● DOCUMENT EXTRACT
A 25.00-mL sample of hydrochloric acid solution requires 24.16 mL of 0.106 M sodium hydroxide for complete neutralization. What is the concentration of the original hydrochloric acid solution?

Short Answer

Expert verified
The concentration of the original hydrochloric acid solution is \(0.1026 M\).

Step by step solution

01

Write the balanced chemical equation for the reaction

For the neutralization reaction between hydrochloric acid (HCl) and sodium hydroxide (NaOH), the balanced chemical equation is: \[HCl(aq) + NaOH(aq) \rightarrow NaCl(aq) + H_2O(l)\] The stoichiometric ratio between HCl and NaOH is 1:1.

● TASK INSTRUCTIONS
1) Name each chemical species, reactants and products, that appears in the balanced equation given in the titration problem.
2) Find every line in the entries below that contains the string "target", and copy each of those lines.

● DATA EXCERPTS
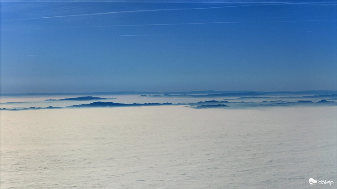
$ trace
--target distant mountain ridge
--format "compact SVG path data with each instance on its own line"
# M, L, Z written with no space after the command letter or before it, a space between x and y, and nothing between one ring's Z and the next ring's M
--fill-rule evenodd
M63 99L49 99L45 100L45 101L50 100L101 100L104 99L116 99L115 98L100 98L99 97L93 97L92 96L81 96L76 98L64 98Z

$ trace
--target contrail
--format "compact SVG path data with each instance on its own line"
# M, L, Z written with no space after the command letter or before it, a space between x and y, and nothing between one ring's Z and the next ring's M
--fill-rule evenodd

● WORKED ANSWERS
1) Hydrochloric acid (HCl), sodium hydroxide (NaOH), sodium chloride (NaCl), and water (H₂O).

2)
--target distant mountain ridge
--target contrail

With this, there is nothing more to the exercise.